PAGE EXCERPT:

★ ★ ★ ★ ★

We are a company that has a passion for creating an EXPERIENCE that is unique and rememberable. Our team drives that experience through the care and effort we put into our food, service, and coaching.
We are looking for servant-oriented leaders that will embrace the challenge to ensure that every interaction with our guests, team members, and community is done with care and integrity. We strive for excellence, professionalism, and integrity in all we do.
Embrace outrageous fun with our teams located in the Gulf Shores area today! For confidential consideration apply today and start your leadership journey!
Manager – To oversee, direct, and coordinate the planning, organizing, training, and leadership of restaurant staff necessary to achieve stated objectives in sales, costs, employee retention, guest service and satisfaction, food quality, cleanliness and sanitation.
Responsibilities
- Everyone works in Safety. If you have a safety concern, it is your responsibility to address it by correcting it or notifying the appropriate department or individual.
- Everyone works in Security. If you See Something, it is your responsibility to Say Something
- Everyone works in Guest Experience. If a guest needs assistance, it is your responsibility to assist that guest and do so with a smile.

★ ★ ★ ★ ★

RECORDS SUPPLIED:

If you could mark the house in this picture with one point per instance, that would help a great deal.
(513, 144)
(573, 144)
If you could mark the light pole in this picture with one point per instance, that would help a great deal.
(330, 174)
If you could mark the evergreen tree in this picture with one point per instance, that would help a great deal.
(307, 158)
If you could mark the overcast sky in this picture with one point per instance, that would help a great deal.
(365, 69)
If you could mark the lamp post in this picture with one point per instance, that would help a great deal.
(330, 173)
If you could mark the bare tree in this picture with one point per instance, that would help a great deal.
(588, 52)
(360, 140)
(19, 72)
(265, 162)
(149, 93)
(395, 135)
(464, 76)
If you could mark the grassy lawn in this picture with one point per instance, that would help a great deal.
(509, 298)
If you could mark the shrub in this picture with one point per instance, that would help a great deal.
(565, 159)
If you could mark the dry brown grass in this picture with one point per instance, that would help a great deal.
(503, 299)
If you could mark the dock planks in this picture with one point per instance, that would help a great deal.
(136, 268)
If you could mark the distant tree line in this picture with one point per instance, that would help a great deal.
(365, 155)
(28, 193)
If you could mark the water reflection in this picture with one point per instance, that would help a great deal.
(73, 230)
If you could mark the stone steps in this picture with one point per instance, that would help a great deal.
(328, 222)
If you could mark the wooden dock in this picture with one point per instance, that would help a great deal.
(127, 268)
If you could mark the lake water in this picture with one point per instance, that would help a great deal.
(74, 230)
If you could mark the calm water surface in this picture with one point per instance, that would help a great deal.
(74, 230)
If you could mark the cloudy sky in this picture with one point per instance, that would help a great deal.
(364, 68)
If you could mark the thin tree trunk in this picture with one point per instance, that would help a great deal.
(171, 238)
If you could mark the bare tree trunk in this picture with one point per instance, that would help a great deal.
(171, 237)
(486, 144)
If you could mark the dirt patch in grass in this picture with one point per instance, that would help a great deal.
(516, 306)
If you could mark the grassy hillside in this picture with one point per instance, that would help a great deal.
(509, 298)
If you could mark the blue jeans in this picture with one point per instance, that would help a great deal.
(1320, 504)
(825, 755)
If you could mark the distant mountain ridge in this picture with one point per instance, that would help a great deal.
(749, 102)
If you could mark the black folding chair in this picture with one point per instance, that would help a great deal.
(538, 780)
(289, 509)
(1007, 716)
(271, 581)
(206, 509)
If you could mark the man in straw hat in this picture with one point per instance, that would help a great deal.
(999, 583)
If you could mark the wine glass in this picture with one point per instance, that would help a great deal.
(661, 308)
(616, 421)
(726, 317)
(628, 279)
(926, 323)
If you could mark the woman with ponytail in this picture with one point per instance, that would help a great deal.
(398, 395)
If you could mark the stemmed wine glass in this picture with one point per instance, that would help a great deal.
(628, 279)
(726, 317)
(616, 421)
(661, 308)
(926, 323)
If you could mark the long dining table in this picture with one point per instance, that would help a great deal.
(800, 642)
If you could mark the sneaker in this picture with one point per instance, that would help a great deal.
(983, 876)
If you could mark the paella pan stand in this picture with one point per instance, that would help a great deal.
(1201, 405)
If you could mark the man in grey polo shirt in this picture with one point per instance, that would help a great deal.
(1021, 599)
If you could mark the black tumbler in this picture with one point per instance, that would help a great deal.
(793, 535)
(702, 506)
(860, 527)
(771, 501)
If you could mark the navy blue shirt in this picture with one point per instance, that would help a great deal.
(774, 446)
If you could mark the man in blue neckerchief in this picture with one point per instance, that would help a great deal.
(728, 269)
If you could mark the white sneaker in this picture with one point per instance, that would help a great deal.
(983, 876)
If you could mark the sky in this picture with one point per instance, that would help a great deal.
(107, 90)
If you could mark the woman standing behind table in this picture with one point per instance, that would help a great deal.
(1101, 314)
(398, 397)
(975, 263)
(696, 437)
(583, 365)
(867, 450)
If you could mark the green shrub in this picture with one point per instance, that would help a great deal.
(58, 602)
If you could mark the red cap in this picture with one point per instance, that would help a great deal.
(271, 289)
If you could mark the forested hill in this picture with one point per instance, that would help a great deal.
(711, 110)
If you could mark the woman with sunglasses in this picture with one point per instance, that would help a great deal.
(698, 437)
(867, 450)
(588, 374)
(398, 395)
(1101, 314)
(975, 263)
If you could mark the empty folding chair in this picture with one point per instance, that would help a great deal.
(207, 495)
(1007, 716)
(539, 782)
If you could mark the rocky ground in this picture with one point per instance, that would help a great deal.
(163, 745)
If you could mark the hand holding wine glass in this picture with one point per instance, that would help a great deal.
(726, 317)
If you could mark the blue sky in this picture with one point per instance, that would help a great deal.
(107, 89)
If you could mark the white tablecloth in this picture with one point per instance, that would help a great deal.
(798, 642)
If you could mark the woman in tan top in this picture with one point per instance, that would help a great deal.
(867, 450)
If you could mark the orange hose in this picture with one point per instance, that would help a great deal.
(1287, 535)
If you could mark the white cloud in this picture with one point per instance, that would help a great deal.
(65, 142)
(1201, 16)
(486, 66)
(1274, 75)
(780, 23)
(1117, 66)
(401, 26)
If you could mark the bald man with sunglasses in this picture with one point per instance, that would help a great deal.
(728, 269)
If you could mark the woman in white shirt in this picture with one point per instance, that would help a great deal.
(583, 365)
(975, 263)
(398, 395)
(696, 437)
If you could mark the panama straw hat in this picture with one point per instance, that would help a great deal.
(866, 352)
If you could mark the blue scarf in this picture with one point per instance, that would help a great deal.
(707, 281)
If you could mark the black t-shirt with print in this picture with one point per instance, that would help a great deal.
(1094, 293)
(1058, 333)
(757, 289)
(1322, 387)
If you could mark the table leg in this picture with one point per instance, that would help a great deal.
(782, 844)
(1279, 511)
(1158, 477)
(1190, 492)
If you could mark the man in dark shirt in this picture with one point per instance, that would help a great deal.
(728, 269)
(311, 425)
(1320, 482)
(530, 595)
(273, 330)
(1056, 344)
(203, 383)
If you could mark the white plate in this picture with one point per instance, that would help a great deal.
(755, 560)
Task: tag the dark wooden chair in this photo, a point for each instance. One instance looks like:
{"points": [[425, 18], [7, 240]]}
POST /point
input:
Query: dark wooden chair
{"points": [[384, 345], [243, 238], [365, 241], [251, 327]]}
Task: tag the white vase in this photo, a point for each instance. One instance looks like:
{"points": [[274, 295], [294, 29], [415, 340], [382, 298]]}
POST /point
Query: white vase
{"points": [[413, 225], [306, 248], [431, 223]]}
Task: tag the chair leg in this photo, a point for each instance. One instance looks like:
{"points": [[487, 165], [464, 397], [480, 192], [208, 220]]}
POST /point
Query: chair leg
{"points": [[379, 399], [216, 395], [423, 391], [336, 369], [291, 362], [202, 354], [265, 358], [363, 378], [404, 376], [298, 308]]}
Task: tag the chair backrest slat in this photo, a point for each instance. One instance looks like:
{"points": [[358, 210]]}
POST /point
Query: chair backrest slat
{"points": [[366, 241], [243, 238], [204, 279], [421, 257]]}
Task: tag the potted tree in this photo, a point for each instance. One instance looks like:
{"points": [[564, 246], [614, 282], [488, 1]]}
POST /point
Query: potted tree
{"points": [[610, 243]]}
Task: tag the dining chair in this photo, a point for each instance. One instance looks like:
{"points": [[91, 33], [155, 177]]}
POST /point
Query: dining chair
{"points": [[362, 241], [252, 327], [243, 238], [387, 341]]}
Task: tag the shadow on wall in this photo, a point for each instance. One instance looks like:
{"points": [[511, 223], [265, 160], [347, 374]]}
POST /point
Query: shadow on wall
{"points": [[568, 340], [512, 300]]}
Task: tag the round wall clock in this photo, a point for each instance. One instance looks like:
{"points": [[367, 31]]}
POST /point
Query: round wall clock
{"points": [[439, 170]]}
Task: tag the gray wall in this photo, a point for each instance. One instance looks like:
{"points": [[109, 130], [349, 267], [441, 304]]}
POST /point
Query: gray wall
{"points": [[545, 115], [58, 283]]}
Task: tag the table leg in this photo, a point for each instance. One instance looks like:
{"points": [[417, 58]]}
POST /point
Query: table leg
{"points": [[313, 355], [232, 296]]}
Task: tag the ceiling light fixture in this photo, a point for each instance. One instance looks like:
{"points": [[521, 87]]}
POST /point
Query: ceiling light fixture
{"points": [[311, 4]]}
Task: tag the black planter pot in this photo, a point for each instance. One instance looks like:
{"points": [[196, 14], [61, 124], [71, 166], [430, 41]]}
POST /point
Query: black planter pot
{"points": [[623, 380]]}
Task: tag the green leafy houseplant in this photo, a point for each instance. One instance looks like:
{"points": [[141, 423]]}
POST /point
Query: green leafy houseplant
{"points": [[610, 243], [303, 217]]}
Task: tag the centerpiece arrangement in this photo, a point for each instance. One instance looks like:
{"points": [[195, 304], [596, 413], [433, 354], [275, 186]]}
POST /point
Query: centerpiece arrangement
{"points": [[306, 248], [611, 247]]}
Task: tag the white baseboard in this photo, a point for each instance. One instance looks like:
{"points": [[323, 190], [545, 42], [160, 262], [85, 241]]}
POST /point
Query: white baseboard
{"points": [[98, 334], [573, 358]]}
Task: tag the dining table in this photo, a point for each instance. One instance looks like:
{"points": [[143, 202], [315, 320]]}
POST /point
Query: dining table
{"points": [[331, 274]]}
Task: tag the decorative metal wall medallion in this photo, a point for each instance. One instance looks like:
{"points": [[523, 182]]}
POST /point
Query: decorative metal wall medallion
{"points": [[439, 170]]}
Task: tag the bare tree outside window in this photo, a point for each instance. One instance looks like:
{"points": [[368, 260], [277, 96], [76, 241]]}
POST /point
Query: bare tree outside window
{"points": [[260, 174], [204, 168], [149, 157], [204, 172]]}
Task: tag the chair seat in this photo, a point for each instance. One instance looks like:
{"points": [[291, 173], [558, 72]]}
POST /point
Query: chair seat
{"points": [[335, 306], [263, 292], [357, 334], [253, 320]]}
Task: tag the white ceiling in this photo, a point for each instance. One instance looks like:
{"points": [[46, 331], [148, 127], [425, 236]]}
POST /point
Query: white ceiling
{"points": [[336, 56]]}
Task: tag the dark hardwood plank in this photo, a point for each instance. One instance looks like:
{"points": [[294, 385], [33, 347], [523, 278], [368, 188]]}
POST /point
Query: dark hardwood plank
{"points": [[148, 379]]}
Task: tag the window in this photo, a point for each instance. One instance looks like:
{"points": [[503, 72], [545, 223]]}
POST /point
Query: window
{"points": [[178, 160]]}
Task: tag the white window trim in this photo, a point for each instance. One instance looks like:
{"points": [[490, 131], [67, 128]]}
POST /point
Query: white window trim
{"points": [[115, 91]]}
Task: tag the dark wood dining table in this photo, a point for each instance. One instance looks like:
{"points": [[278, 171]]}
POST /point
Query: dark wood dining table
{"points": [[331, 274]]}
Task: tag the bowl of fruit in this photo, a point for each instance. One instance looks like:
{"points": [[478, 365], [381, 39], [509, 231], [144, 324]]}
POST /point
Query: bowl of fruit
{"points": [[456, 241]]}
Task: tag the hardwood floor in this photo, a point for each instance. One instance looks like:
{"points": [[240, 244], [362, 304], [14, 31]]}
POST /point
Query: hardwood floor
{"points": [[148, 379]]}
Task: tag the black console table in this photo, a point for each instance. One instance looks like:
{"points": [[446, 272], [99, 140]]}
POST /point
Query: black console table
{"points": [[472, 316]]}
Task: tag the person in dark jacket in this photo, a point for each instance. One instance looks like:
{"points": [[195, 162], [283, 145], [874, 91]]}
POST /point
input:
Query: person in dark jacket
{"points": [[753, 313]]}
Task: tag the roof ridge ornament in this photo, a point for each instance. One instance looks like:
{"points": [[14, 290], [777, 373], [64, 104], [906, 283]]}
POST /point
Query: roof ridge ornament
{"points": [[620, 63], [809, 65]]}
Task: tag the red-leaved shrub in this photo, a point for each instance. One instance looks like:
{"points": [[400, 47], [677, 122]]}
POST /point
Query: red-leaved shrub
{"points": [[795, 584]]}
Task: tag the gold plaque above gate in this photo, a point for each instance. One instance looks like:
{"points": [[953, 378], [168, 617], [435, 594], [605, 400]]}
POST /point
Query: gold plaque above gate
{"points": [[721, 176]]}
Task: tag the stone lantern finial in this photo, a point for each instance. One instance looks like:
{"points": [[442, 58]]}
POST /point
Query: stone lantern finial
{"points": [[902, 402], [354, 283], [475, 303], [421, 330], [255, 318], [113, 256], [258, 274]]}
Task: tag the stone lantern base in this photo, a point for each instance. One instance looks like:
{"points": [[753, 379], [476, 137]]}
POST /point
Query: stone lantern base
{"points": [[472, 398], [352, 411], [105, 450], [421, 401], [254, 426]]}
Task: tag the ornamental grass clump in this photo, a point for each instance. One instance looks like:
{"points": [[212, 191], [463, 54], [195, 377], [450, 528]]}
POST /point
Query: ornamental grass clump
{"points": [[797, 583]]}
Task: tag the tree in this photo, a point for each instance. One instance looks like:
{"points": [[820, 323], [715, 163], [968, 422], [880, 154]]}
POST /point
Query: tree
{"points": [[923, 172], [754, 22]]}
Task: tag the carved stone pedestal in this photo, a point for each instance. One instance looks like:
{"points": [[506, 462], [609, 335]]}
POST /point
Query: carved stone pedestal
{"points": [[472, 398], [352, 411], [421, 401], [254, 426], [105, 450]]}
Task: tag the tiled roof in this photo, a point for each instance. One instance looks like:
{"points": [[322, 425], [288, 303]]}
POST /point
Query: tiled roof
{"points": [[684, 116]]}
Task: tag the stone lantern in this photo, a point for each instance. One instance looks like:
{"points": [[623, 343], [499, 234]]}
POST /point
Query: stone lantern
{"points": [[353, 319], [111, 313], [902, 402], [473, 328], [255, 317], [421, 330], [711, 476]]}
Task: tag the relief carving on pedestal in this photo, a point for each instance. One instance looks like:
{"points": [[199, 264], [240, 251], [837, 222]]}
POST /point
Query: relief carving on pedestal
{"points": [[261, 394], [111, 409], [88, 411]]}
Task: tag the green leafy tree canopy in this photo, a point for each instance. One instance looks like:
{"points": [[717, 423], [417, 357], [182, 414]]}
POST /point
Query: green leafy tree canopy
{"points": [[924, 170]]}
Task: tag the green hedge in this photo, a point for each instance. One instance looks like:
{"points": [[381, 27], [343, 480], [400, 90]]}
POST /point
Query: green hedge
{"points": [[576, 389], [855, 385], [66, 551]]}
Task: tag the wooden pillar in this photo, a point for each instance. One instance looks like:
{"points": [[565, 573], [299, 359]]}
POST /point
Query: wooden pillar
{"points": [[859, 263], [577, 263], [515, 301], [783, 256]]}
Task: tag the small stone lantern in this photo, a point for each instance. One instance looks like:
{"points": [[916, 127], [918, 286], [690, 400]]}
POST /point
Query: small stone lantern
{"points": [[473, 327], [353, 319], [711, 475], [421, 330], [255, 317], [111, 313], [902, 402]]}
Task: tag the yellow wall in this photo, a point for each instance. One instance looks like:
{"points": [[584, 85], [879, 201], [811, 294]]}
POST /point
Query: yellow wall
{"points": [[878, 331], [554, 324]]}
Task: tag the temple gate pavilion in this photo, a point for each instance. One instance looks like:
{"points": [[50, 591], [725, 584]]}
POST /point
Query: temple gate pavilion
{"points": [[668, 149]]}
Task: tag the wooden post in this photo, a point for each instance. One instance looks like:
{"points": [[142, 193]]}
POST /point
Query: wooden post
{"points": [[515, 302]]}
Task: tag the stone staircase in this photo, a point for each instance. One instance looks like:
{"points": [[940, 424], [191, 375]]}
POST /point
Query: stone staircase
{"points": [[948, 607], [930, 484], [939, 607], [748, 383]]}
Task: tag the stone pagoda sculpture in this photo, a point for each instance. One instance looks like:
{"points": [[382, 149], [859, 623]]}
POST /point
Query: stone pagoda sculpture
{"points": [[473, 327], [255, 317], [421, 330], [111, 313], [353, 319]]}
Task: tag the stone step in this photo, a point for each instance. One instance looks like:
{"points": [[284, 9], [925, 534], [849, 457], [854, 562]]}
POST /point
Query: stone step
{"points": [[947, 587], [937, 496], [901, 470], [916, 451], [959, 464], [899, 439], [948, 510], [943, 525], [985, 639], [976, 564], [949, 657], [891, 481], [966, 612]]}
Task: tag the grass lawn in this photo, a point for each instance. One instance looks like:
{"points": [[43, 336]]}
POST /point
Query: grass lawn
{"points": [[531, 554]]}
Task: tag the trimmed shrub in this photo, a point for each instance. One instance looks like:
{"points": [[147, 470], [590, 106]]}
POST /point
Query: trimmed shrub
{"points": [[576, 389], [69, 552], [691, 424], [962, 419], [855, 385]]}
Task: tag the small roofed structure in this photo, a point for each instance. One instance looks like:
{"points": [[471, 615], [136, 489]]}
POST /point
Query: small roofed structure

★ ★ ★ ★ ★

TASK REQUIREMENTS:
• a. Condense the paragraph of the job posting that begins "Manager – To oversee" into a short bulleted list that keeps its main facts.
• b. Reproduce the job posting word for word from "We are a company" to "in all we do.".

SOLUTIONS TO EACH TASK:
• a.
- Role: Manager
- Duties: oversee, direct, and coordinate the planning, organizing, training, and leadership of restaurant staff
- Goals: sales, costs, employee retention, guest service and satisfaction, food quality, cleanliness and sanitation

• b.
We are a company that has a passion for creating an EXPERIENCE that is unique and rememberable. Our team drives that experience through the care and effort we put into our food, service, and coaching.
We are looking for servant-oriented leaders that will embrace the challenge to ensure that every interaction with our guests, team members, and community is done with care and integrity. We strive for excellence, professionalism, and integrity in all we do.